TEXT SECTION:
=== Begin Enclosure ===

A Mythical Florida Mom (And Other False Claims About Immigrants)
in response to
by
posted on
Oct 29, 2010 03:53PM
http://m.factcheck.org/2010/05/a-mythical-florida-mom-and-other-false-claims-about-immigrants/
FULL ANSWER
Just about everything this chain e-mail claims regarding benefits to illegal immigrants and refugees is pure bunk. The photo, however, is of a real person, d’Lynn Morrison of Chelan, in central Washington state. He confirms that he originated the message and sent it to 14 to 16 friends and fellow veterans, after which it became an Internet phenomenon. He says some of what appears in the current version has been added or modified by unknown persons who forwarded his message. In an exchange of e-mail messages, he told us:
d’Lynn Morrison: I had no ill-intent to misled in my original email. I used what was sent to me from contacts - and to say the least, I was extremely pissed-off at what I had read.
Unfortunately, the claims that Morrison passed on are simply wrong. His message claims that there is "a 25-year-old illegal immigrant woman living in Florida, with eight kids" who "receives just shy of $1,500 per month per kid, plus medical, plus food stamps." There is no such woman. The state doesn’t provide benefits anywhere near that large to anyone, native or immigrant, legal or illegal. And illegal immigrants qualify for no cash benefits at all. This message has gotten such wide distribution that the Florida Department of Children and Families has prepared a form letter responding to it:
Florida DCF: Under federal and state law, only “qualified immigrants” are eligible for these benefits. Qualified immigrants must provide documentation of certain legal statuses, so individuals without legal status are not eligible.
The letter also explains why the mythical mother of eight is an impossibility. Under state law, even a citizen or legal resident with eight children couldn’t qualify for anything close to the $12,000 a month ($1,500 times eight) claimed by the message.
Florida DCF: Your email specifically asks if it is true that a woman would receive $1,500 per child in Florida. I can assure you this information is incorrect. … The maximum benefit for a family with one mother and eight children would be $671 a month.

=== End Enclosure ===

TASKS FOR THIS EXERCISE:
[1] Decide whether each statement below agrees with the Florida mom fact-check. Answer yes or no for each, and quote the words of the fact-check that settle it.
(a) Morrison sent his original message to more than twenty people.
(b) Illegal immigrants qualify for no cash benefits.
(c) According to Florida DCF, a family with one mother and eight children could receive at most $671 a month.
[2] Repeat the Florida mom fact-check word for word, everything from "Unfortunately, the claims" down to "are not eligible.".

MATERIAL PROVIDED:
=== Begin Enclosure ===

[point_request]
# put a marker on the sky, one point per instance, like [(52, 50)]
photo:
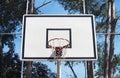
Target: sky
[(55, 8)]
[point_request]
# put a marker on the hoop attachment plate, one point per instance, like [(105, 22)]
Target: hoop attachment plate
[(58, 46)]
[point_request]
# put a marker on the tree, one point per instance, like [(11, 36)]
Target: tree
[(11, 13)]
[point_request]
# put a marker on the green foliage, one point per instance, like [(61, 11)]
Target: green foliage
[(11, 12), (40, 70)]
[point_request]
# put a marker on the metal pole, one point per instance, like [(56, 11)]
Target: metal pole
[(58, 69), (27, 4), (84, 8)]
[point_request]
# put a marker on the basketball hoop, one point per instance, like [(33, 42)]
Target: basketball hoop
[(58, 46)]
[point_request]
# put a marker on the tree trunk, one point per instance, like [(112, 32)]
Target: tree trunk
[(112, 37), (90, 69), (89, 63), (106, 52), (29, 63), (2, 65)]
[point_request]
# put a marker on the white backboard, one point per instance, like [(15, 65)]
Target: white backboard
[(39, 29)]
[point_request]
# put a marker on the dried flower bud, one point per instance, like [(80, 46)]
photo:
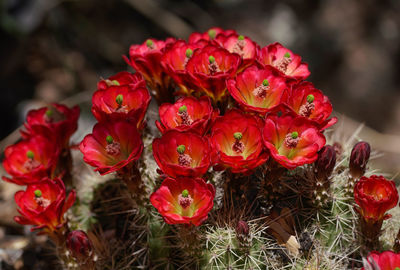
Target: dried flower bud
[(242, 228), (78, 243), (359, 158), (325, 163)]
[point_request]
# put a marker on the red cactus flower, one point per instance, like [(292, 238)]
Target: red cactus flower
[(112, 146), (292, 140), (184, 200), (182, 154), (209, 35), (244, 46), (31, 160), (387, 260), (145, 59), (374, 196), (258, 90), (187, 114), (209, 67), (44, 204), (309, 102), (237, 142), (174, 63), (123, 78), (57, 122), (285, 61), (121, 103)]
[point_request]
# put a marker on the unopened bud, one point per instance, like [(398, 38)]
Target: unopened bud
[(79, 245), (325, 163), (359, 158)]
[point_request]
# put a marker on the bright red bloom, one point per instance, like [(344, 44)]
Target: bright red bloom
[(184, 200), (387, 260), (284, 61), (57, 122), (375, 195), (44, 204), (123, 78), (145, 59), (209, 67), (121, 103), (292, 140), (309, 102), (31, 160), (258, 90), (174, 63), (187, 114), (182, 154), (237, 142), (243, 46), (209, 35), (112, 146)]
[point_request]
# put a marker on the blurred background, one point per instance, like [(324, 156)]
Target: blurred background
[(56, 51)]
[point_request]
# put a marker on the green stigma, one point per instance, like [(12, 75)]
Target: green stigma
[(211, 59), (185, 193), (30, 154), (238, 135), (181, 149), (189, 53), (182, 109), (37, 193), (119, 99), (310, 98), (109, 139), (149, 43), (212, 33)]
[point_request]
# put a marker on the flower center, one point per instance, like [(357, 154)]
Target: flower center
[(185, 118), (113, 148), (213, 66), (283, 63), (307, 108), (261, 90), (31, 164), (238, 146), (292, 139), (42, 202), (184, 199), (183, 159), (239, 46)]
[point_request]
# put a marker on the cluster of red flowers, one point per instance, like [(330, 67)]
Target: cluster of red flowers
[(39, 162)]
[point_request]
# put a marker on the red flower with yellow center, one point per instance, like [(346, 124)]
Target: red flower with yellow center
[(31, 160), (209, 35), (57, 122), (44, 204), (237, 142), (145, 59), (374, 196), (284, 60), (292, 140), (112, 146), (182, 154), (123, 78), (121, 103), (209, 67), (258, 90), (184, 200), (309, 102), (187, 114)]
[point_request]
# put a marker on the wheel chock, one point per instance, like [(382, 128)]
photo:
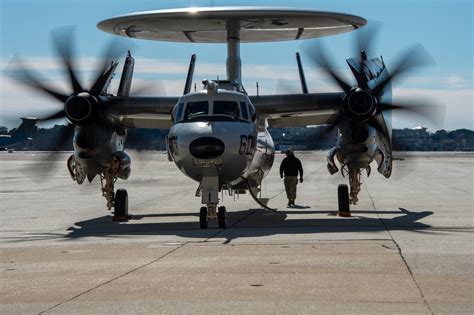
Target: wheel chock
[(344, 214), (121, 218)]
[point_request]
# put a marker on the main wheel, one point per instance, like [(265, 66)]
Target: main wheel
[(343, 200), (203, 217), (221, 217), (121, 205)]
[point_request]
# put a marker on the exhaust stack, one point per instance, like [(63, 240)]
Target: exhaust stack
[(127, 74)]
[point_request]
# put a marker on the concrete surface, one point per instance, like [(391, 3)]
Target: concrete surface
[(408, 248)]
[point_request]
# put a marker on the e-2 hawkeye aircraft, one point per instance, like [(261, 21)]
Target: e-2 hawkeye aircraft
[(218, 136)]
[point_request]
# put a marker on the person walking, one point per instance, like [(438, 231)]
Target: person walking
[(290, 167)]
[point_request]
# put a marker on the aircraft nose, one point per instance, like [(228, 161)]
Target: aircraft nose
[(207, 148)]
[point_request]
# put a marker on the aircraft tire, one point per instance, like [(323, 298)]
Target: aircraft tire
[(343, 198), (203, 217), (221, 217), (121, 203)]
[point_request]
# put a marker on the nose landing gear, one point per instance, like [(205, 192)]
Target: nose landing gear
[(210, 213)]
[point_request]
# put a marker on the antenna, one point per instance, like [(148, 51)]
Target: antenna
[(189, 77), (304, 87)]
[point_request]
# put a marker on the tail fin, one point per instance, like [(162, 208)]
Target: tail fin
[(189, 77), (304, 87)]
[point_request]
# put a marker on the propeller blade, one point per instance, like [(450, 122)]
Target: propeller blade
[(17, 71), (63, 42), (433, 113), (318, 56), (365, 38), (412, 58), (58, 115), (113, 51), (103, 80), (41, 170)]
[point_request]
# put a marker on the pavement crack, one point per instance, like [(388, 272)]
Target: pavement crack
[(114, 279), (399, 249)]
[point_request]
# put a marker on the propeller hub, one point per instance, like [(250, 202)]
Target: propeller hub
[(360, 104), (79, 108)]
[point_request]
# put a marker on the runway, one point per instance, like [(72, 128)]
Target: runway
[(408, 247)]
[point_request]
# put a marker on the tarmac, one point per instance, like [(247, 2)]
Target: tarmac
[(408, 247)]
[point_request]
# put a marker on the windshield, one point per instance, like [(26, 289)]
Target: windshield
[(227, 108), (195, 109)]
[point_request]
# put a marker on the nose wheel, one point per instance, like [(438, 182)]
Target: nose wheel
[(209, 213), (121, 206)]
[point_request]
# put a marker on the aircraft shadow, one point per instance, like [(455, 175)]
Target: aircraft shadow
[(254, 223)]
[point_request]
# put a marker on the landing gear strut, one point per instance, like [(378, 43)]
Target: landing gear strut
[(118, 200), (343, 201), (210, 213)]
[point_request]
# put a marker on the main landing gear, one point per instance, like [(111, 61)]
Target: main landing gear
[(118, 200), (210, 213), (343, 201)]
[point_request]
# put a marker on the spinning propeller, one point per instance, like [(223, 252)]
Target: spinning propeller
[(363, 102), (81, 106)]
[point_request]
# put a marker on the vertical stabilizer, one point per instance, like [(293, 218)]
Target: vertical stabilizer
[(189, 77), (127, 74), (304, 87)]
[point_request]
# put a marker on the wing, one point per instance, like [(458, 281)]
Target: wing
[(144, 112), (297, 110)]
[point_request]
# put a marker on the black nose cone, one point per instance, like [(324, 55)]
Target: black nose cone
[(206, 148)]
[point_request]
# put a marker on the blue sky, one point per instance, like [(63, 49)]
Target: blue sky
[(444, 28)]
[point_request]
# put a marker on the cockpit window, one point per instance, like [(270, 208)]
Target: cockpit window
[(227, 108), (195, 109), (243, 110), (179, 112)]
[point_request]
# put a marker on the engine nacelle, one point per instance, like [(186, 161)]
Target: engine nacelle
[(81, 109), (360, 104)]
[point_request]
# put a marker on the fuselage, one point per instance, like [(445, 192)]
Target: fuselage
[(216, 132)]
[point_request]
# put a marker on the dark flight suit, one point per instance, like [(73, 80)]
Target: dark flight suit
[(290, 167)]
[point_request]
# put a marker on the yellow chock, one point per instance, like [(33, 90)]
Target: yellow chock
[(344, 214), (121, 218)]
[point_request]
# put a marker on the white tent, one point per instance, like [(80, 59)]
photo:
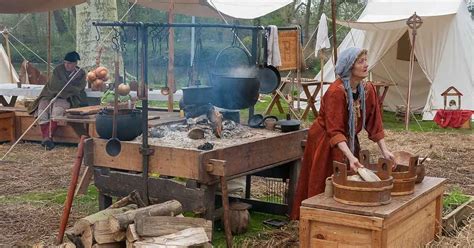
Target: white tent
[(444, 50), (5, 68)]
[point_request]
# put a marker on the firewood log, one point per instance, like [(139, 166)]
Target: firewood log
[(103, 234), (131, 234), (184, 238), (156, 226), (120, 221), (84, 227)]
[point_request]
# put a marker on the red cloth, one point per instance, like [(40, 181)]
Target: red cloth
[(327, 130), (452, 118)]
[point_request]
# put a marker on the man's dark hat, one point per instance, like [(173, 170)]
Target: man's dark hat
[(72, 56)]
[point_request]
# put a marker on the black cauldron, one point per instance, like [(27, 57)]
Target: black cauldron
[(128, 124)]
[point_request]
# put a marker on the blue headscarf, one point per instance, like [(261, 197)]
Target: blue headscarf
[(344, 65)]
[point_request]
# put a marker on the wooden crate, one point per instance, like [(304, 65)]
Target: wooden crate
[(408, 221), (7, 126)]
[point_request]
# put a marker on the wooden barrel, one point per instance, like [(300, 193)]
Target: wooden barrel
[(361, 193), (404, 178)]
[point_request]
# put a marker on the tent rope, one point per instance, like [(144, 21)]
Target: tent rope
[(59, 93)]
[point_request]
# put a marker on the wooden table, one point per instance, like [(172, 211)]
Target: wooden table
[(408, 221), (33, 91)]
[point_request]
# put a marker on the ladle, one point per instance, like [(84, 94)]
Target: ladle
[(113, 145)]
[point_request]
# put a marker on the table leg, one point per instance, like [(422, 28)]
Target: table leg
[(225, 204), (294, 174), (104, 201), (311, 100), (12, 102)]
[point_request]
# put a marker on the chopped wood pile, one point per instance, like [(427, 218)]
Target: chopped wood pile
[(126, 225)]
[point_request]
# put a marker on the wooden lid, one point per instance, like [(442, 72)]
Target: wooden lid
[(428, 185)]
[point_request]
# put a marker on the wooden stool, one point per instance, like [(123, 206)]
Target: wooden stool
[(378, 85), (310, 97)]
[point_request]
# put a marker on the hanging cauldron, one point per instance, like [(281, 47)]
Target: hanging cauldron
[(128, 124), (234, 87)]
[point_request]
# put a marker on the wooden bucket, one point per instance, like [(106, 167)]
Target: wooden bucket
[(363, 193), (404, 178)]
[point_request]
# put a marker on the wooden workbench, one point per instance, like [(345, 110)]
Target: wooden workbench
[(408, 221)]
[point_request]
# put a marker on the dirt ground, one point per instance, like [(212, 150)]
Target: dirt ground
[(30, 171)]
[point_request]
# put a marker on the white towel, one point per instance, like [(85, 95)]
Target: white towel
[(322, 39), (273, 50)]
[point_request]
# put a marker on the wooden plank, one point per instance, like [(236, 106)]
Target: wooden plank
[(304, 232), (7, 126), (428, 185), (156, 226), (84, 181), (340, 235), (256, 154), (288, 44), (413, 207), (103, 234), (89, 110), (185, 238), (351, 220)]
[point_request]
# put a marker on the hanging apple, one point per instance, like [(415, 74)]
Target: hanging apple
[(123, 89)]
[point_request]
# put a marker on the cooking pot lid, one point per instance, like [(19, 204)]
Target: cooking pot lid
[(289, 122), (197, 87), (269, 80)]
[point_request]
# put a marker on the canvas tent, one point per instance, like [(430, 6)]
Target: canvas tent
[(243, 9), (444, 50), (5, 68)]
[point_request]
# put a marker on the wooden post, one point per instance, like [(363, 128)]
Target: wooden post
[(414, 22), (170, 71), (49, 45), (9, 56), (72, 189)]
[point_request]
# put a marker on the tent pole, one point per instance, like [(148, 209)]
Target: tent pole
[(170, 71), (334, 39), (9, 56), (49, 44), (413, 23)]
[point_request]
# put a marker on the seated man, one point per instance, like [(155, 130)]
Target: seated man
[(71, 97)]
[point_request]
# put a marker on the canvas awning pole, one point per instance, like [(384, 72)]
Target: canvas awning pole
[(413, 23), (334, 39), (49, 45), (170, 71), (7, 42)]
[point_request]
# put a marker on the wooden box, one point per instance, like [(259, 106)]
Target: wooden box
[(408, 221), (7, 126)]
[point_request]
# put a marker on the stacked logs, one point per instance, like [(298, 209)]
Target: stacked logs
[(132, 226)]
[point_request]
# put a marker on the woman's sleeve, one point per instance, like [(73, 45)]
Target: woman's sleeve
[(373, 123), (335, 115)]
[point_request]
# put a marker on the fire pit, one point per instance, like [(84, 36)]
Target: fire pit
[(240, 151)]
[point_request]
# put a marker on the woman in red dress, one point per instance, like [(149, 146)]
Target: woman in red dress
[(348, 106)]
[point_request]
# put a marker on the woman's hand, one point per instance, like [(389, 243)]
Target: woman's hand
[(355, 164)]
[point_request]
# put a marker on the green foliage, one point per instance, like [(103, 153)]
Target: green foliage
[(256, 226), (454, 199)]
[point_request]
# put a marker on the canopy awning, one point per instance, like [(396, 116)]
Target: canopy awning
[(30, 6), (243, 9)]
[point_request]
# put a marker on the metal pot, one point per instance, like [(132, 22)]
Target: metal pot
[(128, 124), (288, 125), (269, 78), (197, 95), (236, 87)]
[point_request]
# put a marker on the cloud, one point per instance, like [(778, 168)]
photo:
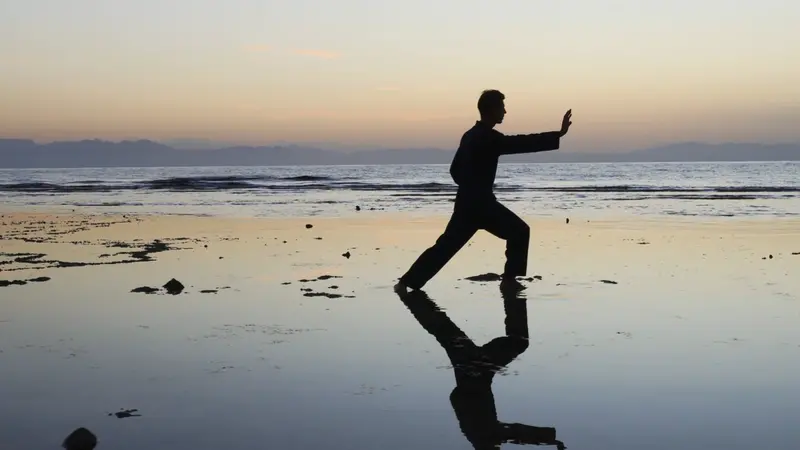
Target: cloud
[(257, 48), (324, 54)]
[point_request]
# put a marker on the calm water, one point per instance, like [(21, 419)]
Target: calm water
[(678, 189)]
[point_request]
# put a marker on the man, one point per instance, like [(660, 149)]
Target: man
[(473, 169)]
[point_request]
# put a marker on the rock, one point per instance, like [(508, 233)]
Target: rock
[(125, 413), (485, 277), (145, 290), (39, 279), (535, 277), (322, 294), (173, 287), (80, 439)]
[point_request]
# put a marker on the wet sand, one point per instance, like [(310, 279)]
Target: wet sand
[(277, 340)]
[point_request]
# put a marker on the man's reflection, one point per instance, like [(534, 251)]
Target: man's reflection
[(475, 368)]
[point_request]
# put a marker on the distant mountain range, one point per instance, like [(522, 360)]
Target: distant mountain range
[(24, 153)]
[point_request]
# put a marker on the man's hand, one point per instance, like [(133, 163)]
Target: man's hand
[(566, 122)]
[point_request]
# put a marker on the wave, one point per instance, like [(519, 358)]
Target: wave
[(304, 183)]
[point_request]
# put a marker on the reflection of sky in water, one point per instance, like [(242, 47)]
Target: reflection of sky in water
[(694, 365), (637, 189)]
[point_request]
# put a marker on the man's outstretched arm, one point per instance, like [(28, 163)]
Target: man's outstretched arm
[(529, 143), (536, 142)]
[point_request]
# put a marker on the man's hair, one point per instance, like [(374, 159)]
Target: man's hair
[(490, 98)]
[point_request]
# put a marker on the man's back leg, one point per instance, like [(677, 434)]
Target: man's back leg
[(458, 232), (503, 223)]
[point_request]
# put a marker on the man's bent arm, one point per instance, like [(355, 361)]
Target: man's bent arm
[(528, 143)]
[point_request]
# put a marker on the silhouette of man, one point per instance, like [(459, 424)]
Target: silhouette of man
[(474, 367), (473, 169)]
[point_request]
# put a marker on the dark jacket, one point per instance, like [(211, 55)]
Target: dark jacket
[(475, 164)]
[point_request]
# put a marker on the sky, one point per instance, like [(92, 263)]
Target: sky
[(400, 73)]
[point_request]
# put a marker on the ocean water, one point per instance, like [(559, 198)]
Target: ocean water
[(733, 189)]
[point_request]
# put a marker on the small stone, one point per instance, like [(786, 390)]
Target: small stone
[(174, 287), (80, 439)]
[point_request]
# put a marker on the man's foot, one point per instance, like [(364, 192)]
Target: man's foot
[(400, 288)]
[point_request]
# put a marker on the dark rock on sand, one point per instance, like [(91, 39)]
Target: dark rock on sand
[(39, 279), (125, 413), (326, 277), (145, 290), (173, 287), (322, 294), (80, 439), (485, 277), (535, 277)]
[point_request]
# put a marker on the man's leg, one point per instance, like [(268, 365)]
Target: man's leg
[(459, 231), (503, 223)]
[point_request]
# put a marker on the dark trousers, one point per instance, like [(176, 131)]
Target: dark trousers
[(468, 217)]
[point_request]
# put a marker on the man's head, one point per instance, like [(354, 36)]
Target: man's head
[(492, 107), (80, 439)]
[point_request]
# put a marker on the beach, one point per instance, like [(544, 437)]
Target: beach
[(644, 332)]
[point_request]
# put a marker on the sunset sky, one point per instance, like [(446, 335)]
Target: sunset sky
[(399, 73)]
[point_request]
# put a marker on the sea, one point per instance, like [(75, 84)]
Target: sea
[(695, 189)]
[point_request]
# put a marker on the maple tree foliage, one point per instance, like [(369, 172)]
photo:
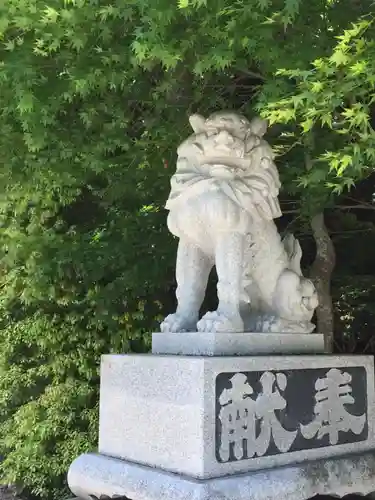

=== End Enclosure ===

ANSWERS BELOW:
[1]
(a) No: "sent it to 14 to 16 friends and fellow veterans"
(b) Yes: "And illegal immigrants qualify for no cash benefits at all."
(c) Yes: "The maximum benefit for a family with one mother and eight children would be $671 a month."

[2]
Unfortunately, the claims that Morrison passed on are simply wrong. His message claims that there is "a 25-year-old illegal immigrant woman living in Florida, with eight kids" who "receives just shy of $1,500 per month per kid, plus medical, plus food stamps." There is no such woman. The state doesn’t provide benefits anywhere near that large to anyone, native or immigrant, legal or illegal. And illegal immigrants qualify for no cash benefits at all. This message has gotten such wide distribution that the Florida Department of Children and Families has prepared a form letter responding to it:
Florida DCF: Under federal and state law, only “qualified immigrants” are eligible for these benefits. Qualified immigrants must provide documentation of certain legal statuses, so individuals without legal status are not eligible.